[Listed entries — start]
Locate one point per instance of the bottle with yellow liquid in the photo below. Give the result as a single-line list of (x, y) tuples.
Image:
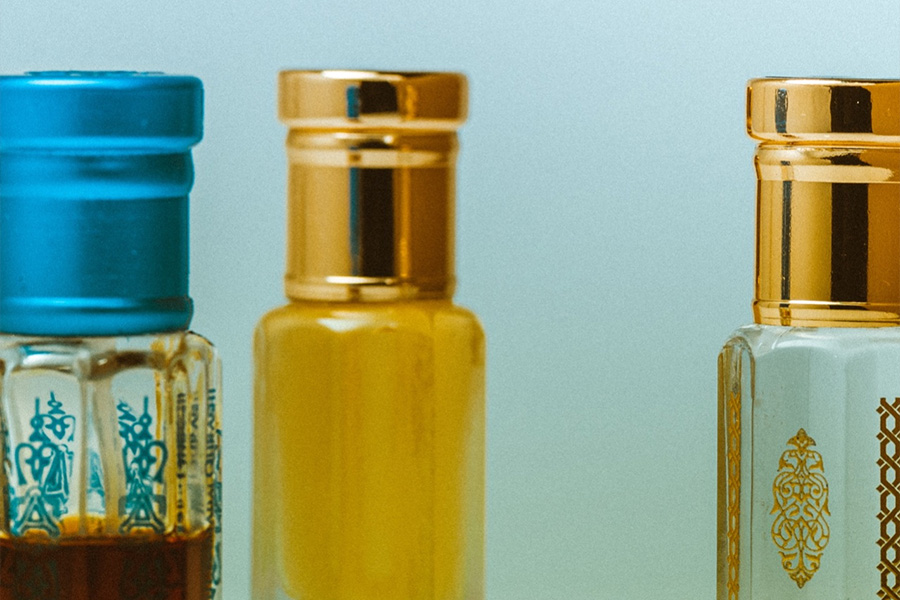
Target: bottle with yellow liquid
[(369, 386), (809, 395)]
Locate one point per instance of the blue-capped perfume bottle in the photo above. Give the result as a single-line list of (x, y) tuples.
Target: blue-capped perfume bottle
[(109, 406)]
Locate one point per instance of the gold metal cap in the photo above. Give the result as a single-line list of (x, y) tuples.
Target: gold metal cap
[(367, 99), (828, 202), (858, 111), (371, 187)]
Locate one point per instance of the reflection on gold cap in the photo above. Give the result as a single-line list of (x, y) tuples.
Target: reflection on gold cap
[(828, 201), (371, 183), (824, 110), (366, 99)]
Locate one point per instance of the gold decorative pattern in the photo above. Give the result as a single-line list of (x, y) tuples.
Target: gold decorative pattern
[(889, 489), (733, 458), (800, 531)]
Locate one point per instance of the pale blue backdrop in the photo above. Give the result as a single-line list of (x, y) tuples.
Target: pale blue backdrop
[(605, 233)]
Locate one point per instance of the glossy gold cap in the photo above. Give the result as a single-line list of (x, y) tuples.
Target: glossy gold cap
[(828, 201), (371, 187), (858, 112)]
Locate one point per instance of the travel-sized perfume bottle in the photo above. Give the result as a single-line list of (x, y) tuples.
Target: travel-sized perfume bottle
[(369, 408), (809, 395), (109, 407)]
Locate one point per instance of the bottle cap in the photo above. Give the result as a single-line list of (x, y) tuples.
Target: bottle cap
[(824, 110), (371, 185), (372, 99), (828, 201), (95, 169)]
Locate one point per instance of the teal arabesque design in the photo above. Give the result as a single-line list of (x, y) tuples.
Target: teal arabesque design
[(144, 458), (43, 468)]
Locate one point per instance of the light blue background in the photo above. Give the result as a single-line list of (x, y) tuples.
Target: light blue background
[(606, 205)]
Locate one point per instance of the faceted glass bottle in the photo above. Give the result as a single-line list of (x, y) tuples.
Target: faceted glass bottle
[(110, 432), (809, 395), (369, 410)]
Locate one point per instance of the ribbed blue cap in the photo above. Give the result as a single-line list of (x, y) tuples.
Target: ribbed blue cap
[(95, 170)]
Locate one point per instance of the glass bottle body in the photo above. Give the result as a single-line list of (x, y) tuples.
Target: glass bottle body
[(111, 485), (809, 464), (369, 466)]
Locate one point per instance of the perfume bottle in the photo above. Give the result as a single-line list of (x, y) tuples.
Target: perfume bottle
[(109, 407), (369, 397), (809, 395)]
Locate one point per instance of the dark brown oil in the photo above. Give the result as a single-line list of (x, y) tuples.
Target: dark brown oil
[(106, 568)]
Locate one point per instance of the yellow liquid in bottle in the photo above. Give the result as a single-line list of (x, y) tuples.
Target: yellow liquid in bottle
[(369, 467)]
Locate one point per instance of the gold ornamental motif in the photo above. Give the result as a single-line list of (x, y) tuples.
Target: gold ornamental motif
[(733, 457), (889, 491), (800, 490)]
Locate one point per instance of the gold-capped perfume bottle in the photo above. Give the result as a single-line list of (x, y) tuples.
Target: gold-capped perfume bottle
[(369, 397), (809, 395)]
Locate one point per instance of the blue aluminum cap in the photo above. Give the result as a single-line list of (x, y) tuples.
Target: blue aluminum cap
[(95, 170)]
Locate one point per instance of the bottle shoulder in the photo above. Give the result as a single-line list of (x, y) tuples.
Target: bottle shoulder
[(95, 355), (764, 339)]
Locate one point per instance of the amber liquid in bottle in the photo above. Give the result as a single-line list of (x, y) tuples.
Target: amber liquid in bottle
[(369, 409), (173, 567)]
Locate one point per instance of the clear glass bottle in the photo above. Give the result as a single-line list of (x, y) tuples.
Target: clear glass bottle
[(110, 431), (809, 395), (369, 410)]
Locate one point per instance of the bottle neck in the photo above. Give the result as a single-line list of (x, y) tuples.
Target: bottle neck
[(370, 215), (828, 235)]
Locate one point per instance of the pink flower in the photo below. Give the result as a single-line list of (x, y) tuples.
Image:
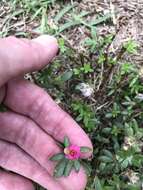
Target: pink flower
[(72, 152)]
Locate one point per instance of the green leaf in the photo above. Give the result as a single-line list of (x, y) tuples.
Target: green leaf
[(85, 149), (105, 159), (101, 19), (66, 76), (66, 142), (86, 167), (65, 10), (57, 157), (68, 168), (97, 184), (60, 168), (77, 165), (108, 153)]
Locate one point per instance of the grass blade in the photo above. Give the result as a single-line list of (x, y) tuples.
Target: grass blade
[(100, 20), (64, 11)]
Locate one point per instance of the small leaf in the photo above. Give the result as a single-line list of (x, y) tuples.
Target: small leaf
[(68, 168), (97, 184), (108, 153), (57, 157), (60, 168), (85, 149), (86, 167), (77, 165), (66, 76), (66, 142)]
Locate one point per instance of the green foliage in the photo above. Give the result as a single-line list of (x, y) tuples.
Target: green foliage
[(113, 116), (84, 114)]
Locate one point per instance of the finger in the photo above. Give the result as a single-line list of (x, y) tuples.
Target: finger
[(20, 56), (26, 134), (14, 159), (15, 182), (2, 93), (30, 100)]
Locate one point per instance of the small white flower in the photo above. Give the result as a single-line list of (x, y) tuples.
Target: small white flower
[(134, 178), (139, 96), (85, 89)]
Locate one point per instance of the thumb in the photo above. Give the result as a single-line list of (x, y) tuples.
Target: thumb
[(19, 56)]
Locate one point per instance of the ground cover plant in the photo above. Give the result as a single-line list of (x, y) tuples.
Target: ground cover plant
[(102, 89)]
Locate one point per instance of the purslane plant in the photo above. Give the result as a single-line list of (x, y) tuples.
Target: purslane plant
[(70, 159)]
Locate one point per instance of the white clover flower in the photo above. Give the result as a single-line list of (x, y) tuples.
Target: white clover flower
[(85, 89), (139, 96), (134, 178)]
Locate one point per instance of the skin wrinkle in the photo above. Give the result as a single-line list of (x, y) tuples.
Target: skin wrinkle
[(21, 101), (3, 93), (16, 156)]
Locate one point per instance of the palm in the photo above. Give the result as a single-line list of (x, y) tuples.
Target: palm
[(34, 124)]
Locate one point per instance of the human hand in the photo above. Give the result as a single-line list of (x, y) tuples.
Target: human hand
[(28, 133)]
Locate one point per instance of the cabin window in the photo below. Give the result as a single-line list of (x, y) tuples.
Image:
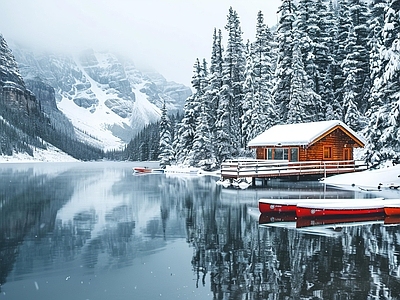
[Listed entries — finish]
■ What is being asked: From the first line to the last, write out the data exactly, dropping any pictures.

■ Exercise solution:
Locate one point per instance of the bottle with yellow liquid in the photo below. Give the result as a single-line list of (x, y) tuples.
Image:
Target: bottle with yellow liquid
[(369, 386), (809, 395)]
Locate one point per instance of the blue-capped perfume bottle in the photo above. Give the result as a single-line list of (x, y) tuples.
Target: blue-capped perfume bottle
[(109, 406)]
Locate one point per instance of the gold metal cap in the photo above. Give the result as a single-line list of (x, y) tuples.
Target: gold metal cap
[(367, 99), (828, 202), (858, 111), (371, 187)]
Locate one point per instance of the reflection on gold cap in the photo above. Give the result as a single-line list of (x, y) tuples.
Target: reflection on gold cap
[(828, 201), (371, 183), (824, 110), (366, 99)]
Locate one point per instance of the gold decorative pattern in the photo above. Give the result as a single-line list of (x, y) tuples.
Target: gold decorative pattern
[(889, 489), (733, 458), (800, 531)]
Locate one point per instance of the pale blue backdrop in the photo above. Give the result as a single-line list of (x, y) tuples.
Target: pale blue backdrop
[(605, 233)]
Locate one point per instance of the glossy gold cap in the photo above. Give the result as a single-line list of (x, y) tuples.
Target: glossy gold cap
[(828, 201), (371, 187), (858, 112)]
Locate one point per instance of the travel-sized perfume bottle in the photo above. Give the result as a single-line list of (x, y) tuples.
Target: travel-sized perfume bottle
[(369, 408), (809, 395), (109, 407)]
Locate one point per instance of the bottle cap in the photo above. Give the result as a single-line list of (x, y) tuples.
Target: bottle cap
[(824, 110), (371, 185), (372, 99), (828, 201), (95, 169)]
Locate one point per instance of the teal arabesque design in the photo above. Give the result as a single-line list of (x, y) tuples.
Target: teal arabesque design
[(144, 458), (43, 468)]
Locate one point per instance of the light blue background in the photo above. Give the result as a single-line list of (x, y) tuples.
Target: light blue background
[(606, 205)]
Locate one point per instance of the faceted glass bottle in the photo above. Give the result as a single-line list of (x, y) tuples.
Target: faceted glass bottle
[(110, 432), (809, 395), (369, 410)]
Locate one point per instance of the ribbed blue cap in the photo above. Give the result as a single-line list of (x, y) tuples.
Target: ribbed blue cap
[(95, 170)]
Locate one point per instance of the glass bottle body in the photo above. Give the result as a single-line list of (x, y) tuples.
Target: glass bottle body
[(111, 485), (809, 464), (369, 466)]
Locate one point per instance of the perfume bottle in the photo above. Give the result as a single-line list of (x, y) tuples.
Target: perfume bottle
[(109, 407), (369, 397), (809, 395)]
Locate one point per instance of the dark brown oil in the photo above. Give the result as a single-line list of (x, y) tuples.
Target: dark brown oil
[(106, 568)]
Locate one point per instance of the yellow liquid in bottle in the photo above. Give the result as a single-line list of (x, y) tuples.
Target: yellow liquid in bottle
[(369, 467)]
Locate one point per instance of the gold ornamental motif in the photo above. Give the result as a single-line list of (x, y) tuples.
Target: gold ornamental motif
[(733, 457), (889, 491), (800, 490)]
Locate one point per instance of the gold-capped perfume bottle in the photo above. Give the result as a single-line list of (x, y) tuples.
Target: gold-capped perfume bottle
[(369, 397), (809, 395)]
Locate one point per instance of the blue aluminum cap in the photo above. Give the result as a single-line list of (x, y) tuples.
Target: blue aluminum cap
[(95, 170)]
Locate one point per instance of the bottle shoulder in the photo above. Give the result as a single-line list of (x, y) tuples.
Target: bottle shoulder
[(95, 355), (764, 339)]
Locate one point per instance of the amber liquid in bottle in the photo above. Give the result as a single-line list of (x, y) tuples.
Target: amber liquid in bottle
[(369, 409), (173, 567)]
Locate one point per instance of the clear glass bottle in the photo above. Give the result as a single-line list of (x, y) tuples.
Target: clear glass bottle
[(110, 431), (809, 395), (369, 410)]
Locate one point per instance of the bottle neck in the photo above. Give the result as a single-line list of (x, y) tuples.
Target: bottle neck
[(370, 215), (828, 235)]
Locate one point per instance of the pink flower in the photo below. Give the result as a single-line list of (x, y) tuples.
Image:
Target: pink flower
[(72, 152)]
Locate one point per instance of the green leaf in the photo above. Give the result as a single-line list of (x, y) tuples.
Target: green leaf
[(85, 149), (105, 159), (101, 19), (66, 76), (66, 142), (86, 167), (65, 10), (57, 157), (68, 168), (97, 184), (60, 168), (77, 165), (108, 153)]
Locate one point per instance of the grass blade in the photo above. Give the result as a single-line list of (x, y) tuples.
Target: grass blade
[(100, 20), (64, 11)]
Locate one point per instance of the small leaf in the photo above. Give the result as a single-line list of (x, y) tuples.
Target: small leaf
[(68, 168), (97, 184), (108, 153), (57, 157), (60, 168), (85, 149), (86, 167), (77, 165), (66, 76), (66, 142)]
Locate one point per instance of the green foliage in the photo above. Give the result as a single-line list of (x, y) tuples.
Target: green foliage
[(113, 116), (84, 114)]
Locate one point per instance of the finger in the photo above. Give the result as a single-line list of (x, y) tuples.
Target: finger
[(20, 56), (26, 134), (14, 159), (15, 182), (2, 93), (30, 100)]
Locate one point per instance of the small white flower in the photo above. Give the result as a single-line list of (x, y) tuples.
Target: small white flower
[(134, 178), (139, 96), (85, 89)]
Locate one point per instance of the thumb in the photo above. Give the result as a single-line list of (x, y) tuples.
Target: thumb
[(19, 56)]
Locate one point per instance of the ground cover plant in the photo above. Give the result as a single-line list of (x, y) tuples.
Target: ground cover plant
[(102, 89)]
Locate one point per instance of the purslane plant in the photo above. Give the result as a single-line list of (x, y) tuples.
Target: purslane plant
[(70, 159)]
Locate one point per instance of the white clover flower in the photo above. Give the result as a single-line list of (x, y) tuples.
Target: white clover flower
[(85, 89), (139, 96), (134, 178)]
Locate one point per instance of the skin wrinkle in the photo above. Give the result as a single-line list of (x, y) tuples.
Target: skin wrinkle
[(21, 101), (3, 93), (16, 156)]
Locate one point per instance of the palm in the photo above. Give the result as a single-line list of (x, y) tuples.
Target: palm
[(34, 124)]
Locate one point per instance of the human hand in the photo above. Give the result as a single-line list of (x, y) tuples.
Target: human hand
[(28, 133)]
Locate one point per instance of the cabin window in the photo below. Give the result as a single-line list of (x, y) tuples.
Image:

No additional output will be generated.